■ **RECORDS PROVIDED**
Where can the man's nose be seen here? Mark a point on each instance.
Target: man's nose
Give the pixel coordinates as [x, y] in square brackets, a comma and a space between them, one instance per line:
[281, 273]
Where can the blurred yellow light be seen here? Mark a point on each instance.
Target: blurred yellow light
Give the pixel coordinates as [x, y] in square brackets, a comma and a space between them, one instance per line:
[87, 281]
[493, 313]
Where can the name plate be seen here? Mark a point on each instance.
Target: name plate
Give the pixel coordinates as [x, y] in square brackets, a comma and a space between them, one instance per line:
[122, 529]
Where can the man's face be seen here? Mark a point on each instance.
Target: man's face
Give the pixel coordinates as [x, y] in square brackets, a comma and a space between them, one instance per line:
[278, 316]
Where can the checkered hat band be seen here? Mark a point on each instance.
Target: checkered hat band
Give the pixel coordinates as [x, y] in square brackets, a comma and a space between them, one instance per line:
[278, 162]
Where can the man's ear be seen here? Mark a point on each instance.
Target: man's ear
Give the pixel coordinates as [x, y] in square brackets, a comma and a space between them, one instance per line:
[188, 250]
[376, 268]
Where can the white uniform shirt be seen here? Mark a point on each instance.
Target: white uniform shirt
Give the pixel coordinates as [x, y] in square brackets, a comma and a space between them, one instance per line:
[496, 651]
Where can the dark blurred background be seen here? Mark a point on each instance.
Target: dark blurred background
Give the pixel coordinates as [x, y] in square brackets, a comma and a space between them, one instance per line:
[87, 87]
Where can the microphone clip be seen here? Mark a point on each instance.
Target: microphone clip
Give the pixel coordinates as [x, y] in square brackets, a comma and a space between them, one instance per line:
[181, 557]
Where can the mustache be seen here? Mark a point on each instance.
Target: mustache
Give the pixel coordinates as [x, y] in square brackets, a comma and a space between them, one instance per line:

■ **EXERCISE DIRECTIONS**
Rescale the part of the records that opens with the line containing "Where can the microphone" and runs through the end of the records, keeping both ends. Repeat every line of it, requests included, with each coordinate in the answers multiplied by 0.85 and rounded to a whole number, halves rounding up.

■ **RESPONSE TO THIS TASK**
Where can the microphone clip be seen here? Mark a point on each instance.
Target: microphone clip
Give the pixel coordinates as [x, y] in square brackets, a comma and a space between them, one instance per line:
[154, 473]
Where can the mustache be seen here? Mark a point on each instance.
Target: mustache
Give the pixel coordinates as [x, y] in square brackets, a comma and a space between them, one instance per line:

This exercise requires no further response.